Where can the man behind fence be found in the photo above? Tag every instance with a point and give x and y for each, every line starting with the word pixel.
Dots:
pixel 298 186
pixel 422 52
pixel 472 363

-- Short problem --
Pull every line from the listing above and copy each one without changing a character.

-- The reply --
Where can the man behind fence be found in the photo above? Tag every instance with a point and give x and y for each, every line starting with the word pixel.
Dots:
pixel 298 186
pixel 422 52
pixel 472 363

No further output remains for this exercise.